* **TRAVAIL À RÉALISER**: Recopiez mot pour mot le passage de l'article sur France Travail situé entre « Attendu depuis plusieurs » et « 1er janvier 2024. », ces deux bornes comprises.

* **EXTRAIT DU DOCUMENT**:
---
Service public de l’emploi : ce que va changer France Travail

Philippe Pottiée-Sperry
Image
Rapport France travail

Autour d'une centaine de propositions, le rapport de préfiguration de France travail doit alimenter le projet de loi « Travail ». Objectif : la création d’un nouveau service public de l’emploi début 2024. La question de la gouvernance continue d’inquiéter les collectivités.

Partager sur

Attendu depuis plusieurs semaines, le rapport de préfiguration de France Travail a été remis par le haut-commissaire à l’emploi et à l’engagement des entreprises, Thibaut Guilluy, le 19 avril, au ministre du Travail, du Plein emploi et de l’Insertion, Olivier Dussopt. Voué à remplacer Pôle emploi, France travail sera le nouveau nom du service public de l’emploi mis en place à compter du 1er janvier 2024.  

Vaste concertation
Le rapport synthétise les échanges menés lors de la concertation, lancée en septembre 2022, autour de plusieurs thématiques : communication et aller vers, diagnostic et orientation, accompagnement des personnes, formation, droits et devoirs des bénéficiaires… La démarche a voulu associer l’ensemble des acteurs : partenaires sociaux, représentants des collectivités, parlementaires, réseaux associatifs et opérateurs du service public (emploi, santé, famille). Aux groupes de travail, visites apprenantes, ateliers avec des bénéficiaires, labs de co-construction, groupe de contact avec les parlementaires et autres webinaires d’information se sont ajoutées des rencontres dans chaque région avec les préfets et les collectivités et associant toutes les parties prenantes.

99 propositions
Le rapport de 272 pages formule pas moins de 99 propositions pour dessiner la réforme du service public de l’emploi. Malgré l’engagement de nombreux acteurs (État, régions, départements, communes, opérateurs publics, acteurs associatifs et privés), « la complexité du système engendre son lot d’écueils, pour les demandeurs d’emploi comme pour les entreprises et les professionnels de l’accompagnement », souligne Thibaut Guilluy. Et de citer de nombreux trous dans la raquette, des doublons ou des ruptures de parcours.
Plusieurs propositions nécessitent un changement de la loi et devraient ainsi faire partie du projet de loi « Travail », présenté d’ici les prochaines semaines pour une discussion parlementaire d’ici cet été. 

« Inscription généralisée »
Le rapport préconise « l’inscription généralisée », le plus tôt possible, auprès de l'opérateur France Travail. Objectif : « ne plus perdre en route des personnes ». Tous les publics sans emploi seraient concernés, jeunes, seniors ou allocataires du RSA. Selon la mission, cela permettra d’éviter les ruptures et d’orienter chacun le plus rapidement possible vers l’emploi, la formation ou le parcours d’accompagnement le plus adapté à sa situation.
---
Données de pointage fondées sur l'image:
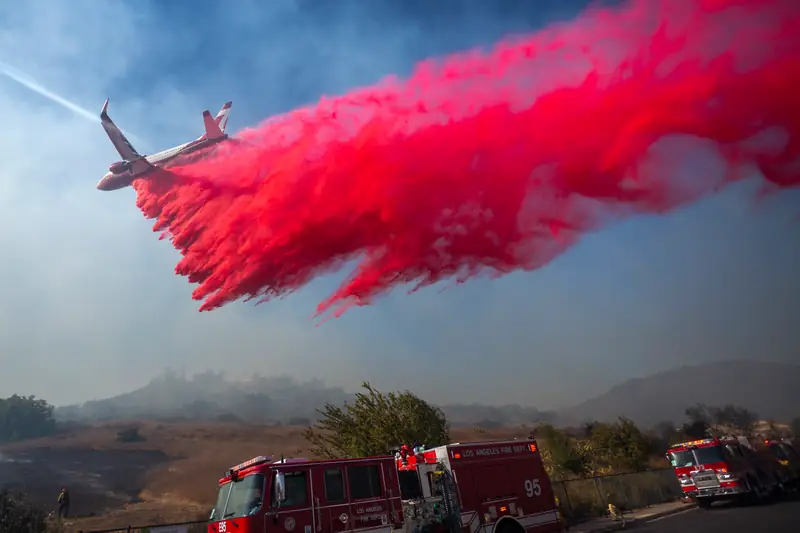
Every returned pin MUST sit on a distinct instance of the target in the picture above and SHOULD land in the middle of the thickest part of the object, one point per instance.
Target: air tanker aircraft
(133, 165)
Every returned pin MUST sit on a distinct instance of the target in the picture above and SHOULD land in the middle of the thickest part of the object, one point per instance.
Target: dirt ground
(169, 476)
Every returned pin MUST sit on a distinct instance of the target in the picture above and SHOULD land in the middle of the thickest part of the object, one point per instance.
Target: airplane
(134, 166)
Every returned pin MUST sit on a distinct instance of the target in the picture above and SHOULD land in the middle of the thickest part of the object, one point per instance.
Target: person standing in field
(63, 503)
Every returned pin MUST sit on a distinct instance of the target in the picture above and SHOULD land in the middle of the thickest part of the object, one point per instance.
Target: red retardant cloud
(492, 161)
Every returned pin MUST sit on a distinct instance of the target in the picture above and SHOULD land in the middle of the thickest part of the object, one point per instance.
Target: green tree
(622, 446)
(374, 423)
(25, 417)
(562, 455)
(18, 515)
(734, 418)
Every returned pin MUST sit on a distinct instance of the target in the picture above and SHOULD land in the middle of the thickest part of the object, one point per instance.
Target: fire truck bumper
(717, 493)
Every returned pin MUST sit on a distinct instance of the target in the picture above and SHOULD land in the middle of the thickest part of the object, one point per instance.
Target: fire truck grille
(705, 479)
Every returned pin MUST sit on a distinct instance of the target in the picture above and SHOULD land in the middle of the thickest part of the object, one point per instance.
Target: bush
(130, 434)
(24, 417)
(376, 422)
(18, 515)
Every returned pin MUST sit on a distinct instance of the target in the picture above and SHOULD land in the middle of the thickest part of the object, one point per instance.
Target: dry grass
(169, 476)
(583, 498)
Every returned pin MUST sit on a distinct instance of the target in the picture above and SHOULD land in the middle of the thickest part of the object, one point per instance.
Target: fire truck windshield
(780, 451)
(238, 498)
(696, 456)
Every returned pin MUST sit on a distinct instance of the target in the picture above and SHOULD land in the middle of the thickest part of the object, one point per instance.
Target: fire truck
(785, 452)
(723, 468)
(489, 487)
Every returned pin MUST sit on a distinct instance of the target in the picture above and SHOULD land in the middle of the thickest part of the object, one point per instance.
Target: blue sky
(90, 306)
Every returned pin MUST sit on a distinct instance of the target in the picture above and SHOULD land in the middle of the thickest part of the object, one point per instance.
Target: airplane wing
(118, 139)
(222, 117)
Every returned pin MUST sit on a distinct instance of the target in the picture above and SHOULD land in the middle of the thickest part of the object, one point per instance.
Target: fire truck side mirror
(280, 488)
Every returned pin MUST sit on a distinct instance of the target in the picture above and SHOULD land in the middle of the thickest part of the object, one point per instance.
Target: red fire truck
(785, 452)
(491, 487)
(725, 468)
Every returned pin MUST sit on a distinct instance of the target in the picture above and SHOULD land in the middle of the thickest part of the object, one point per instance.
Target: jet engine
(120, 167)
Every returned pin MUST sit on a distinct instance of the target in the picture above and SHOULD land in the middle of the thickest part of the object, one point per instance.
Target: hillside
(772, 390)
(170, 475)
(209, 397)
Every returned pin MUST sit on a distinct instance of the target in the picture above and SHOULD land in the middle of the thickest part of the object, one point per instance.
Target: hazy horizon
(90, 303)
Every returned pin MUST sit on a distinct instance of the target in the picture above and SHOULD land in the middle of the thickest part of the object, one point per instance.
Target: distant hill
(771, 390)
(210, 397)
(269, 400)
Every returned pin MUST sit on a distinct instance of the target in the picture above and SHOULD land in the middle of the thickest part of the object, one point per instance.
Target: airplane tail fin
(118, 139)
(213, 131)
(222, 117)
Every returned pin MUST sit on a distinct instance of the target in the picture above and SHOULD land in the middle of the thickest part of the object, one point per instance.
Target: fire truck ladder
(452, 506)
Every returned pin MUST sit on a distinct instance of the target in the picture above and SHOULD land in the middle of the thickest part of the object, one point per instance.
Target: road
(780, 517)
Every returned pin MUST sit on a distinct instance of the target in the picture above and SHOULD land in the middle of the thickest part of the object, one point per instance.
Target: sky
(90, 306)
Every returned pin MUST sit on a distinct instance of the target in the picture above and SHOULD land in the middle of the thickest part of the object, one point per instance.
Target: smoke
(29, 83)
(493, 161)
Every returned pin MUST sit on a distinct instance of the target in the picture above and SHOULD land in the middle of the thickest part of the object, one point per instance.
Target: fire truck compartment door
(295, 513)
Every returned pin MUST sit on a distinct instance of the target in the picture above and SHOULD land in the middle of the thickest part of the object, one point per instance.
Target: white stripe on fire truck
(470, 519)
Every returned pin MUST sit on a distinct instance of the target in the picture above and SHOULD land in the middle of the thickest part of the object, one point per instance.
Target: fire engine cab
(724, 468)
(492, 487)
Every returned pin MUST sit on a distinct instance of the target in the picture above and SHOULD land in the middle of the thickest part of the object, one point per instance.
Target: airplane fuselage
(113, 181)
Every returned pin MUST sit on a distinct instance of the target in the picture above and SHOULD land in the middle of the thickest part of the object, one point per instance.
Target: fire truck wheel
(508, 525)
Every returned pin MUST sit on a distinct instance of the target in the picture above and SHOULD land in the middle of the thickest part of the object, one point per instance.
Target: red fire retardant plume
---
* **RÉSULTAT OBTENU**:
Attendu depuis plusieurs semaines, le rapport de préfiguration de France Travail a été remis par le haut-commissaire à l’emploi et à l’engagement des entreprises, Thibaut Guilluy, le 19 avril, au ministre du Travail, du Plein emploi et de l’Insertion, Olivier Dussopt. Voué à remplacer Pôle emploi, France travail sera le nouveau nom du service public de l’emploi mis en place à compter du 1er janvier 2024.